(TESTO FORNITO):
☆ ☆ ☆

Riflessioni sulle pagine del Vangelo di domenica 11 giugno, Corpus Domini
di Mons. Giuseppe Fiorillo
Carissime/i.
la Chiesa celebra, oggi, la Solennità del Corpus Domini, istituita nel tredicesimo secolo (dopo fatti prodigiosi accaduti a Bolsena ed altre località italiane e straniere) da Papa Urbano IV nel 1264 d.C. ed estesa a tutta la Cristianità con la bolla “Transiturus”. Lo stesso papa incarica il grande teologo Tommaso d’Aquino per comporre l’ufficio della Solennità della Messa del Corpus Domini, a tutt’oggi in vigore.
Il brano del vangelo di questa festività ci viene da Giovanni (Gv.6,51-58), tratto dal capitolo VI, dedicato alla moltiplicazione dei pani ed al lungo discorso nella Sinagoga di Cafarnao, interrotto da chiarimenti e dure contestazioni da parte dei presenti all’evento.

☆ ☆ ☆

(BLOCCO DATI):
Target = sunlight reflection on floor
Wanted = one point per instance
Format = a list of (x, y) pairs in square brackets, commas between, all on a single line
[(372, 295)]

☆ ☆ ☆

(COMPLETA QUANTO SEGUE):
[1] Rispondi alle domande seguenti sulla riflessione dedicata al Corpus Domini.
(a) Quale papa istituì la Solennità del Corpus Domini, e in quale anno?
(b) A quale teologo il papa affidò la composizione dell'ufficio della Solennità?
(c) Da quale capitolo del Vangelo di Giovanni è tratto il brano di questa festività?
[2] Prosegui la riflessione sul Corpus Domini a partire dall'ultima frase riportata.

(SOLUZIONI PER ESERCIZIO):
[1]
(a) Papa Urbano IV, nel 1264 d.C.
(b) A Tommaso d'Aquino.
(c) Dal capitolo VI (Gv 6,51-58).

[2]
La pericope del vangelo di oggi è breve (appena 8 versetti), ma molto intensa, come risulta dalle parole che ricorrono a più riprese: mangiare (8 volte), bere/ bevande (4 volte), carne (6 volte), sangue( 4 volte), vita/ vivere (9 volte). Un vangelo questo incarnato nelle nostre storie ed assai lontano da sofismi e fantasie!
Ma ascoltiamo Gesù nella Sinagoga di Cafarnao:
“Io sono il pane vivo disceso dal cielo. Se uno mangia di questo pane vivrà in eterno ed il pane che io darò è la vita del mondo”.
Parole che dobbiamo contemplare più che spiegare, perché non riusciamo a comprendere in pienezza, se non alla luce di quel che accadrà la sera del Giovedì santo, quando realizzerà le promesse fatte, con l’istituzione del Sacerdozio e dell’Eucarestia.
I presenti nella Sinagoga sono rimandati, non a cose straordinarie, ma all’umile realtà del pane, che ognuno mangia, ogni giorno.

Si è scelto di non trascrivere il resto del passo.